_The exercise_:
Rewrite the material from the line containing "target | brown spot on leaf" through the line containing "(1001, 371)", both included, reproducing only those lines with their requests unchanged. Rescale every point coordinate in the answers by multiplying it by 0.25 and rounding to the nearest whole number, with halves rounded up.

***

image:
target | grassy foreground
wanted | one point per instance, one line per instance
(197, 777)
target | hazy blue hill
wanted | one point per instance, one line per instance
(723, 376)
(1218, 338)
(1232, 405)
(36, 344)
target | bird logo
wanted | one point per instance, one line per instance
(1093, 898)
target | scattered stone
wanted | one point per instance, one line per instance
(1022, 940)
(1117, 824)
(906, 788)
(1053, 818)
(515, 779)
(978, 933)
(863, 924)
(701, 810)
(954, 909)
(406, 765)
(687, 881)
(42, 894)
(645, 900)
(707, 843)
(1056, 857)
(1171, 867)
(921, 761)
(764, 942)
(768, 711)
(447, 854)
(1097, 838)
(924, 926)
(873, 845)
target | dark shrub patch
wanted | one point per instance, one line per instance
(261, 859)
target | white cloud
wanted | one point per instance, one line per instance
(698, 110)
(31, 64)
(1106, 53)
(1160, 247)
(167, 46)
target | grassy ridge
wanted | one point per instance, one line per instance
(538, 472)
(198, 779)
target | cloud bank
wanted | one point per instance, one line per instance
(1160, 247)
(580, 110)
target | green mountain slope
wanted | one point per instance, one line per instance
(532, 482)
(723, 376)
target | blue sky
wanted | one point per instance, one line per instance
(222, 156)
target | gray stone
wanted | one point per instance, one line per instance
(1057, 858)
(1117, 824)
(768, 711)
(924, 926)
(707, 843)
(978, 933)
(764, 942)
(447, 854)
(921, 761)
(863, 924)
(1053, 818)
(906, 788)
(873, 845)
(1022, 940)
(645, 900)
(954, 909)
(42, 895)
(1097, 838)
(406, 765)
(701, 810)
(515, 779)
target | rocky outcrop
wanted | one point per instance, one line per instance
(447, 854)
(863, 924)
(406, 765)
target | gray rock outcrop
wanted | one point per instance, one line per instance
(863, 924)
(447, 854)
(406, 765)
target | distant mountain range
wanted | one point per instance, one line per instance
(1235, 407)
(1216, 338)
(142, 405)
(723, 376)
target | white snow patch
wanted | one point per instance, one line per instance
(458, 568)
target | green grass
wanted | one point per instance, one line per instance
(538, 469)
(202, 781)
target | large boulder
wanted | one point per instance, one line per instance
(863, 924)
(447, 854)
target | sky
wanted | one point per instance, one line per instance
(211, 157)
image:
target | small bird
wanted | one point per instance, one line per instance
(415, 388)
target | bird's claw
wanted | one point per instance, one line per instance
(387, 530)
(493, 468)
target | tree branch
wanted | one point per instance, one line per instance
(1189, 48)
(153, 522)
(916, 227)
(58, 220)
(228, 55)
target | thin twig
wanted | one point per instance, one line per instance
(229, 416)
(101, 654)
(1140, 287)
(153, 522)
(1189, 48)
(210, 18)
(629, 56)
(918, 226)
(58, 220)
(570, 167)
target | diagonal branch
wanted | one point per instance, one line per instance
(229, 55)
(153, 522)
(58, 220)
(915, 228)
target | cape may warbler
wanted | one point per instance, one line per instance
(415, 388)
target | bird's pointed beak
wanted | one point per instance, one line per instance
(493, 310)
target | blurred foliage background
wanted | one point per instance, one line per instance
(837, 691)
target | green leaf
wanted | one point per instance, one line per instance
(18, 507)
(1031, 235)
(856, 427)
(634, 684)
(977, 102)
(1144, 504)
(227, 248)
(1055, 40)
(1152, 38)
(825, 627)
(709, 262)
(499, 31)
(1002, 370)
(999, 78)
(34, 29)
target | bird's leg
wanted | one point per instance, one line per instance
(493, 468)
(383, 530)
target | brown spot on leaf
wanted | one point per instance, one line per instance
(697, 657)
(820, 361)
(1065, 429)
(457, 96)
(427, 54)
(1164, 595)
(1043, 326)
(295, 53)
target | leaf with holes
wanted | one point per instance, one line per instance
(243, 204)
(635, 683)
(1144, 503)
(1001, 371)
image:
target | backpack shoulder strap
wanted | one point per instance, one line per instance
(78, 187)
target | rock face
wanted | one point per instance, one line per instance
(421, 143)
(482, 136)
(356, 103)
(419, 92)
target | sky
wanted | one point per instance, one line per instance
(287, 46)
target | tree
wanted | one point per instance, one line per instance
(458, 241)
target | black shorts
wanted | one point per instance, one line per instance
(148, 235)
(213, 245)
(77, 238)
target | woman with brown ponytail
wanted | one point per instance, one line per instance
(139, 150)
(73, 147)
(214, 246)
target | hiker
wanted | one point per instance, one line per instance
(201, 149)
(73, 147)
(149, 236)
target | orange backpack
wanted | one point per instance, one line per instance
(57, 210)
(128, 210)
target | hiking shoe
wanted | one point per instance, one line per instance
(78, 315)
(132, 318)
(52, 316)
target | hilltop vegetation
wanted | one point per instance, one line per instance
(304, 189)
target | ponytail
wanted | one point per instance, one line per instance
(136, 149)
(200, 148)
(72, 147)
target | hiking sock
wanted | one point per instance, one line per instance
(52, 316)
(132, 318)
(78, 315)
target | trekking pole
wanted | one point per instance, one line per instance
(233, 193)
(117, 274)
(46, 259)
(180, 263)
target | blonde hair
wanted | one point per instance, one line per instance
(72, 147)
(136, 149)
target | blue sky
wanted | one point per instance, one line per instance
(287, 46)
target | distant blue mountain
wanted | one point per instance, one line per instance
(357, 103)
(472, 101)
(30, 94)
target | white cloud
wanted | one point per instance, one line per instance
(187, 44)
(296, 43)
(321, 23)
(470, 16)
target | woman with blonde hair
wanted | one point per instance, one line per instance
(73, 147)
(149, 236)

***

_Solution_:
target | brown spot on leaf
wanted | one point per instance, one line per instance
(174, 164)
(205, 90)
(266, 107)
(114, 24)
(107, 14)
(291, 149)
(261, 82)
(74, 13)
target | leaf with holes
wanted | one point per instance, one line per instance
(61, 51)
(159, 171)
(286, 126)
(250, 93)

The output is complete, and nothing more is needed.